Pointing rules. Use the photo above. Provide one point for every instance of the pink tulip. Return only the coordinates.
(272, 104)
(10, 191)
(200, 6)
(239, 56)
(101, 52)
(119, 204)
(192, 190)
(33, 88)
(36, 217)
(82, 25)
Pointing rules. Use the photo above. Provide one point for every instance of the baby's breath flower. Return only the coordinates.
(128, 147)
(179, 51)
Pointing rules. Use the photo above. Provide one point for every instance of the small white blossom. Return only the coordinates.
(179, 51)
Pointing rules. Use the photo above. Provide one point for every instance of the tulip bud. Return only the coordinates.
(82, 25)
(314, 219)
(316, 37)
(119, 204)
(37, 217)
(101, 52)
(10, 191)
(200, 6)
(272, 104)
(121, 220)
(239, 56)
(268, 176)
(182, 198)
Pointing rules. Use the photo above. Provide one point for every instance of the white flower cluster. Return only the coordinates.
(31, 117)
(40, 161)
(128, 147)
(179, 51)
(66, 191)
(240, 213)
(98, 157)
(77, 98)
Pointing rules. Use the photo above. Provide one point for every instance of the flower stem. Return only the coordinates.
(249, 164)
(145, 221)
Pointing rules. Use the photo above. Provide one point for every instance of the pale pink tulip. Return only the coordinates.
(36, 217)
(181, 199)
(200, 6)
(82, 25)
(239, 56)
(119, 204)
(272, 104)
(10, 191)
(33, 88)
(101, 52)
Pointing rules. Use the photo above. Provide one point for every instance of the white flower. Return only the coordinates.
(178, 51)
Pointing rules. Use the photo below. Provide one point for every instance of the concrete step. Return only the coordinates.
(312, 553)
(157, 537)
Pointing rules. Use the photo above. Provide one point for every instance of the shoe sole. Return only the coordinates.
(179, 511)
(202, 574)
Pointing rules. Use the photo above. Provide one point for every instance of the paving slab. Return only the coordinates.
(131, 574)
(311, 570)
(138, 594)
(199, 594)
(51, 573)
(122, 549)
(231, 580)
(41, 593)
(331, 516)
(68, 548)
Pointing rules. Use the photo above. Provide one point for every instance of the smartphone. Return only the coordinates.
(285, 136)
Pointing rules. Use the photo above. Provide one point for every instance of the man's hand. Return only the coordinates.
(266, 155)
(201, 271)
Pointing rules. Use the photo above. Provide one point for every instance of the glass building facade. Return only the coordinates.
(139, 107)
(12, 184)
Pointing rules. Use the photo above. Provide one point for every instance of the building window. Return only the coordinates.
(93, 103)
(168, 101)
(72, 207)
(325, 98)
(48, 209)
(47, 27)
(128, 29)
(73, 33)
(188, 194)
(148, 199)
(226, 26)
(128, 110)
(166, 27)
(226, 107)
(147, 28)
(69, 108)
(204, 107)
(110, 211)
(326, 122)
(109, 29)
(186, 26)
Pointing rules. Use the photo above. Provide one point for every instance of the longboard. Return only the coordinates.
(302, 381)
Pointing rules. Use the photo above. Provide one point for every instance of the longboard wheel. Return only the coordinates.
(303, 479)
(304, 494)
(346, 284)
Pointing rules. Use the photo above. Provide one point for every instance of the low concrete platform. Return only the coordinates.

________________

**WHAT YOU NEED TO DO**
Return what is listed above, exactly and completely.

**EXPECTED OUTPUT**
Pointing rules. Use the photo above. Provide one point for every instance of the pink tulip. Return only the coordinates.
(272, 104)
(10, 191)
(200, 6)
(239, 56)
(101, 52)
(119, 204)
(192, 190)
(33, 88)
(36, 217)
(82, 25)
Pointing rules. Use the photo above. Provide one point for every instance of the baby's breath flower. Return only the coordinates.
(128, 147)
(179, 51)
Pointing rules. Use the photo above. Provide one point for every instance of the small white blossom. Return only the coordinates.
(179, 51)
Pointing rules. Use the photo above. Provide one point for every instance of the tulip bud. Return only the coordinates.
(82, 25)
(314, 219)
(316, 37)
(119, 204)
(37, 217)
(101, 52)
(10, 191)
(200, 6)
(272, 104)
(121, 220)
(239, 56)
(268, 176)
(182, 198)
Pointing rules. Use the photo above. Provide one point for every instance of the white flower cluster. Return only the coordinates.
(31, 117)
(40, 161)
(128, 147)
(179, 51)
(66, 191)
(240, 213)
(98, 157)
(77, 98)
Pointing rules. Use the photo above. Provide one point for every instance of the flower stem. Return only the coordinates.
(249, 164)
(145, 221)
Pointing rules. Use the photo above. Provide one point for every instance of the pale pink tulip. Return only the coordinates.
(36, 217)
(181, 199)
(200, 6)
(82, 25)
(239, 56)
(119, 204)
(272, 104)
(10, 191)
(33, 88)
(101, 52)
Pointing rules. Use the photo above. Provide one point for every instance of the white flower. Return only the coordinates.
(178, 51)
Pointing rules. Use the photo below. Provide one point for every instance of the concrete step. Return only the coordinates.
(312, 553)
(157, 537)
Pointing rules. Use the photo above. Provide one point for every instance of the shoe sole. Return only the coordinates.
(179, 511)
(202, 574)
Pointing rules. Use the photo above. Provide one point for every instance of the paving slab. Return only the coordinates.
(131, 574)
(311, 570)
(138, 594)
(199, 594)
(51, 573)
(122, 549)
(231, 580)
(41, 593)
(331, 516)
(68, 548)
Pointing rules. Use the photo above. Provide one point for every instance of the smartphone. Return only the coordinates.
(285, 136)
Pointing rules. Use the photo above. Provide one point for every instance of the man's hand. Return only the coordinates.
(266, 155)
(201, 271)
Pointing rules. Use the photo above. Provide one point for every instance of the glass building facade. Return only the coordinates.
(139, 107)
(12, 184)
Pointing rules. Use the photo above. Provide one point for every instance of the building window. Return only the coordinates.
(93, 103)
(168, 101)
(72, 207)
(325, 98)
(48, 209)
(47, 27)
(128, 29)
(73, 33)
(188, 194)
(148, 199)
(226, 26)
(128, 110)
(166, 27)
(226, 107)
(147, 28)
(69, 108)
(204, 107)
(110, 211)
(326, 122)
(109, 29)
(186, 26)
Pointing rules. Use the photo above. Provide one point for every instance of the longboard. Return only the coordinates.
(302, 381)
Pointing rules. Use the photo above. Provide one point for every instance of the longboard wheel. Return only the coordinates.
(303, 479)
(304, 494)
(346, 284)
Pointing rules. Use the photo above. Provide one point for every instance of the low concrete platform. Return only the coordinates.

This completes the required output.